═════ QUOTED TEXT
Roots, Shoots, And Garden Based Broths

Daikon, Ginger And Lemon Grass

My town is blessed with some awe inspiring restaurants, among which my favorite noodle joint stands out. This humble place offers the usual assortment of pho dishes, all very tasty, but their vegetarian broth is so good that people order veggie pho with meatballs or whatever, just to savor the delectable broth. It’s silky, spunky, and gently pungent without being particularly spicy. It’s mainly made from daikon, a huge Asian radish (see below if you want to grow your own). I’ve been experimenting to try and make my own version of that broth, and here’s what I’ve got so far!

Savory, Satisfying Vegetable Broths

Savory, clean tasting broth is the chief building block for nearly all soups. I find commercial brands rather nasty, either greasy and muddy or weirdly sweet and metallic tasting. Happily, utterly delicious vegetable broths are ridiculously easy to make. You can make one from scratch as detailed below, but if you cook a lot, you can make excellent broth by packing a pot with vegetable scraps, adding water to cover and half a teaspoon of sea salt, then covering the pan and simmering on low for an hour or two. Strain and season to taste and you have a base that can take you pretty much anywhere you want it to go. I keep a container in the fridge where I put onions and garlic skins, roots and outer layers, celery roots and tops, carrot tops, and the parts of leeks that are too tough to eat. Since I make soup every few days, this stuff never gets funky, but it freezes just fine if need be.
══════════
═════ DATASET EXTRACT
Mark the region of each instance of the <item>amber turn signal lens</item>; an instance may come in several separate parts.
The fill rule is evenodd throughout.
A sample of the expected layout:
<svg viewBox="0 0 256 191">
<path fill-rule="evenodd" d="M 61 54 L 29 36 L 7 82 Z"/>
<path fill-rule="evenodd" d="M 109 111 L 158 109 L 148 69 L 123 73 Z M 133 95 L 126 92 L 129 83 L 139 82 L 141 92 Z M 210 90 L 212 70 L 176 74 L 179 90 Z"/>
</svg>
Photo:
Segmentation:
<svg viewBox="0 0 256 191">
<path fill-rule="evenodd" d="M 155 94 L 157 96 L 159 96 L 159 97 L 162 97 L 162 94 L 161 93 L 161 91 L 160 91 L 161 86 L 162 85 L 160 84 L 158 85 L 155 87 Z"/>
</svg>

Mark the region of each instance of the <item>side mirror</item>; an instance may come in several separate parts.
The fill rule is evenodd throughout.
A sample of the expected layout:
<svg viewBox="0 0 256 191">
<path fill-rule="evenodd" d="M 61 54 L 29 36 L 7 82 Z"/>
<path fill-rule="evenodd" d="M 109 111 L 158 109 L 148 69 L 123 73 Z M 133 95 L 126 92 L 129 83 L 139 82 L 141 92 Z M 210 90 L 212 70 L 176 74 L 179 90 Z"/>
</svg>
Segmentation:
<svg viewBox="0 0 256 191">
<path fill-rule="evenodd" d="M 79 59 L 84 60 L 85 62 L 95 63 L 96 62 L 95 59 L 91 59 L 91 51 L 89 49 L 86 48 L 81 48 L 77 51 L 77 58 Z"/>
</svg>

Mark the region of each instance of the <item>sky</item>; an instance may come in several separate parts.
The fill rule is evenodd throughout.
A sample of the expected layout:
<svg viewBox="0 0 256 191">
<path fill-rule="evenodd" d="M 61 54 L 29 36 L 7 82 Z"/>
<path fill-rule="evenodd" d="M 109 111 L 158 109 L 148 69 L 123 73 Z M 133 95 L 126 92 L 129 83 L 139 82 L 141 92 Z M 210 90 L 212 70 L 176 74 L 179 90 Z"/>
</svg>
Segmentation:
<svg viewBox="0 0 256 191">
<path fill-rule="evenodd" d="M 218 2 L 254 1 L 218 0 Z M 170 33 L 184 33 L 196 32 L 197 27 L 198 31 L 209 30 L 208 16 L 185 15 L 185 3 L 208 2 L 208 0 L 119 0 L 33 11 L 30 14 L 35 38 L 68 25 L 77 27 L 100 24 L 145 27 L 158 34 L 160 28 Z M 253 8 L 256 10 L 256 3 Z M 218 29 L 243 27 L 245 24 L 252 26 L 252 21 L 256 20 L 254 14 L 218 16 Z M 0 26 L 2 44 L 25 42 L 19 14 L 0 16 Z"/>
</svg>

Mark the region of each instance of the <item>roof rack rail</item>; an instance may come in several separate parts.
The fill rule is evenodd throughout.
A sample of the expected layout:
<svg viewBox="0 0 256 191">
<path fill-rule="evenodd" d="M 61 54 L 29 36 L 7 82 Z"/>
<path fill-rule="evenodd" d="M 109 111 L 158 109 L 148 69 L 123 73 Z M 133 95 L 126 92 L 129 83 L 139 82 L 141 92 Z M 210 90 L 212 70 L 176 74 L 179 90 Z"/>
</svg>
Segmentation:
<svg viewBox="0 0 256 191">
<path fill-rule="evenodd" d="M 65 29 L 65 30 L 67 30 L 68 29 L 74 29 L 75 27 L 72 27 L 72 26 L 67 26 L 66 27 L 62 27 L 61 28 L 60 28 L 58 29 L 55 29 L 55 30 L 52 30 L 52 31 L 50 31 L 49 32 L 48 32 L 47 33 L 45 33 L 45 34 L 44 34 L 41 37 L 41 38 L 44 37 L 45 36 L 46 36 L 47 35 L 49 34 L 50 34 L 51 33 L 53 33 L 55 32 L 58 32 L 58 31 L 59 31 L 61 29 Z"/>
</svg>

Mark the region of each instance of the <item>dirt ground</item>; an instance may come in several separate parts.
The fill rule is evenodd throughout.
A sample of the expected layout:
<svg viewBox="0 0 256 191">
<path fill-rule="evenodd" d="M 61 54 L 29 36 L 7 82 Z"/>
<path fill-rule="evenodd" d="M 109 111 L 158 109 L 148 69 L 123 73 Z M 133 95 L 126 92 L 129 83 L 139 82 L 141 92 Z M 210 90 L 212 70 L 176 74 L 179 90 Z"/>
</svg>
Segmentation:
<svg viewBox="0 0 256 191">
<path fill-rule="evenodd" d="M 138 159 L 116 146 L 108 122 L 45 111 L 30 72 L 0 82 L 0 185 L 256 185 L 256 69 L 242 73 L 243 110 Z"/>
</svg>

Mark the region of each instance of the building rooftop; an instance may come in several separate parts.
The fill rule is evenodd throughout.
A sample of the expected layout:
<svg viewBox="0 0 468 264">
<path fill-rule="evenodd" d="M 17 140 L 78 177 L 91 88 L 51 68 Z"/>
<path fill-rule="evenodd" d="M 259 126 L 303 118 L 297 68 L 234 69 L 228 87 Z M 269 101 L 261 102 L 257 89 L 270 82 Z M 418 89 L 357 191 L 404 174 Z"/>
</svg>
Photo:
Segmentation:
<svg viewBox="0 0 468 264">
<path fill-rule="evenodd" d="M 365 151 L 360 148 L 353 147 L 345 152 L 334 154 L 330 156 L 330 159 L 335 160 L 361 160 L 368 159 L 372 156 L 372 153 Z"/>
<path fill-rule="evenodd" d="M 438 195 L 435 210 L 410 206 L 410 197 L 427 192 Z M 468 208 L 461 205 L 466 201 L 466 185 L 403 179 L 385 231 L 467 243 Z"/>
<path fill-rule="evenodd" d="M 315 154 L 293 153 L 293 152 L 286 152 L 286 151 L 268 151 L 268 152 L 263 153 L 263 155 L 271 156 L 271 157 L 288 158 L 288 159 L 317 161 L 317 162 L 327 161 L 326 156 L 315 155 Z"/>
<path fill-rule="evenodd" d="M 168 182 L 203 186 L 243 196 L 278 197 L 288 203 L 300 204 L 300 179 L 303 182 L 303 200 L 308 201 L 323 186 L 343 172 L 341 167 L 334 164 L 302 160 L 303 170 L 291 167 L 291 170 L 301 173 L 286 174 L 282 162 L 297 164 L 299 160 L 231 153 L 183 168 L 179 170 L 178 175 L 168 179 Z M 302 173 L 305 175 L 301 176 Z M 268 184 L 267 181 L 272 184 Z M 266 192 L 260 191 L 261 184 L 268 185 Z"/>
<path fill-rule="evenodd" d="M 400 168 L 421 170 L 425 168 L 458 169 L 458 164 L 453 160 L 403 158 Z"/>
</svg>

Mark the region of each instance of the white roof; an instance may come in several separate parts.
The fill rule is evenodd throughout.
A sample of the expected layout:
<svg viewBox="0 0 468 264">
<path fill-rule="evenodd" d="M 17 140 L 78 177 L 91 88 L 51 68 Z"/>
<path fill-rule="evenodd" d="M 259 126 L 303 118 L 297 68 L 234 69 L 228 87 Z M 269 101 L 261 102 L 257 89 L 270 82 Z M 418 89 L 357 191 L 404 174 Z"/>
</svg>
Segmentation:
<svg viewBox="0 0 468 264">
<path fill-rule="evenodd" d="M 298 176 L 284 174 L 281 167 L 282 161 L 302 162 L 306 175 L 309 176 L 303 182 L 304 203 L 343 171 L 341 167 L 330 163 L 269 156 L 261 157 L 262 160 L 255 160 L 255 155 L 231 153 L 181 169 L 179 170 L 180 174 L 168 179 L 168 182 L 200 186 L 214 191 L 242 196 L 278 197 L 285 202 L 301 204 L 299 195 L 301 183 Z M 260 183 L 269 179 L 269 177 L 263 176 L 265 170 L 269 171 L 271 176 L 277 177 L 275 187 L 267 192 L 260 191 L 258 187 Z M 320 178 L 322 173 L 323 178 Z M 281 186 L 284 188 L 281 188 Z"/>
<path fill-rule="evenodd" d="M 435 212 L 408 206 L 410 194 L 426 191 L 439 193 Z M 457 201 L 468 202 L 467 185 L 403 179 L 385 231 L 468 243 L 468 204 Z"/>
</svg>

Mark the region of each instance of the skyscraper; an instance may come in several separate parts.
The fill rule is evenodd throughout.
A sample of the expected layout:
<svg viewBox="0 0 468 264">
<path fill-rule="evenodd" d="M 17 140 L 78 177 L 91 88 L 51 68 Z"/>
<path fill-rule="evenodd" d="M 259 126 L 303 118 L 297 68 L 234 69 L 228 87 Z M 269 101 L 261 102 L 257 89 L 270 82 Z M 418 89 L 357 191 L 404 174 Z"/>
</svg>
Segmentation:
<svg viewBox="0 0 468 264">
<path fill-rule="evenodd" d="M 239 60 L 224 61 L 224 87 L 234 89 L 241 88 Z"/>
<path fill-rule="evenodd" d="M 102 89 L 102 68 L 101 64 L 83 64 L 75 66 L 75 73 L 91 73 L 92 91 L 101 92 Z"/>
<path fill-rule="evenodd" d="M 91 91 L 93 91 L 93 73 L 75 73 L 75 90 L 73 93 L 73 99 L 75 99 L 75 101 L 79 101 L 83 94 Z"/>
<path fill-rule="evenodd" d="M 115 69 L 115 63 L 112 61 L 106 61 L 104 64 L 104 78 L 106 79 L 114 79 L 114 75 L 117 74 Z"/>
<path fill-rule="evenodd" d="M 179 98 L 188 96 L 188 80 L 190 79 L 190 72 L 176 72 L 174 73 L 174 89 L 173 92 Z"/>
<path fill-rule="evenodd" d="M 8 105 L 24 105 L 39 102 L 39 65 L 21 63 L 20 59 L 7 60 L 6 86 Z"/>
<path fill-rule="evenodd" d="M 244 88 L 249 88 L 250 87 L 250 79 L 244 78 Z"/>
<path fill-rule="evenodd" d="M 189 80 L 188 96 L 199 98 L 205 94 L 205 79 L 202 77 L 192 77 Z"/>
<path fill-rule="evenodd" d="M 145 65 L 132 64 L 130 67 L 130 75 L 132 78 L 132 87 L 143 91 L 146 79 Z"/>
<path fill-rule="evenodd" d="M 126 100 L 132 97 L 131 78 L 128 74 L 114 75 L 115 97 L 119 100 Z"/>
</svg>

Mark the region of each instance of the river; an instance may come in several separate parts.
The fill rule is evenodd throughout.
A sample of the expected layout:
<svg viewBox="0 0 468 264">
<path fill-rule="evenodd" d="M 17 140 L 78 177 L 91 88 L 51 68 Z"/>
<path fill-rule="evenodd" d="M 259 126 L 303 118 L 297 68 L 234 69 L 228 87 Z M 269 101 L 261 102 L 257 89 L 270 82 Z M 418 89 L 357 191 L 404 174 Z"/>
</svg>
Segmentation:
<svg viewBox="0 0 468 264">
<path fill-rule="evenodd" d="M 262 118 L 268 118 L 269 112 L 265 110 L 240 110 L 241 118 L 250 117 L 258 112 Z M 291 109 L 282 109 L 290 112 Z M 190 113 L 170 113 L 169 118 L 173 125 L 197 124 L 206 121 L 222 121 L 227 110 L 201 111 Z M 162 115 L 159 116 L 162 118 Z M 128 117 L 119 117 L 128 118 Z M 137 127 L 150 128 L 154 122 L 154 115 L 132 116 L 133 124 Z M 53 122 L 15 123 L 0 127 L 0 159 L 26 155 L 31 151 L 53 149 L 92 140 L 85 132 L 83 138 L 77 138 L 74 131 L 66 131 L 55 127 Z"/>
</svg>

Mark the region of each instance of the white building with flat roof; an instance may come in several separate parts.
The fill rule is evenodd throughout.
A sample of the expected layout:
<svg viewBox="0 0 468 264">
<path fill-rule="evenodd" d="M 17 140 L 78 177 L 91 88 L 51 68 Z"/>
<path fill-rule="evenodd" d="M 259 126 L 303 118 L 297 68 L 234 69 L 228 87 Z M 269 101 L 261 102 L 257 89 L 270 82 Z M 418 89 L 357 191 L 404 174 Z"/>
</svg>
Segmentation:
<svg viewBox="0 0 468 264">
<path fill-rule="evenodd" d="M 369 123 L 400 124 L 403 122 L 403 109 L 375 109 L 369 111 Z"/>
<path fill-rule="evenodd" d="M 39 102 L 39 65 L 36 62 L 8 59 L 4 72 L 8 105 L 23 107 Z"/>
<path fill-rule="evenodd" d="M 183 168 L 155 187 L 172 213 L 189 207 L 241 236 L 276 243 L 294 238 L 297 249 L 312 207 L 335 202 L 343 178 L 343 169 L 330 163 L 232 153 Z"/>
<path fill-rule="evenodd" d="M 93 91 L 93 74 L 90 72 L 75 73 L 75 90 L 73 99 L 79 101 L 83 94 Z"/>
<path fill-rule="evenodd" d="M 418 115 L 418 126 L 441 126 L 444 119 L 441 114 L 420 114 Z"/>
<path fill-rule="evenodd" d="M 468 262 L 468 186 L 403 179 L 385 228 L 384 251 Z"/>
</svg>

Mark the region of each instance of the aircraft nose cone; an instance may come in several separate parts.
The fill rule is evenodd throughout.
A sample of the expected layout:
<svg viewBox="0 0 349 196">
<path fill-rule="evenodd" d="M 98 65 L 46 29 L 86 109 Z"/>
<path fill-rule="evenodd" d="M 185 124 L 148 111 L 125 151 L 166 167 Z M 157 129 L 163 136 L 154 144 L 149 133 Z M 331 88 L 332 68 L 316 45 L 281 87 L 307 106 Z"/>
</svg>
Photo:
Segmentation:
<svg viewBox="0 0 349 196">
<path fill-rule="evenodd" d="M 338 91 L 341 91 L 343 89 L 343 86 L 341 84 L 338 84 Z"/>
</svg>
══════════
Duplicate the part of the broth article above, starting with "Roots, Shoots, And" and going on through "got so far!".

Roots, Shoots, And Garden Based Broths

Daikon, Ginger And Lemon Grass

My town is blessed with some awe inspiring restaurants, among which my favorite noodle joint stands out. This humble place offers the usual assortment of pho dishes, all very tasty, but their vegetarian broth is so good that people order veggie pho with meatballs or whatever, just to savor the delectable broth. It’s silky, spunky, and gently pungent without being particularly spicy. It’s mainly made from daikon, a huge Asian radish (see below if you want to grow your own). I’ve been experimenting to try and make my own version of that broth, and here’s what I’ve got so far!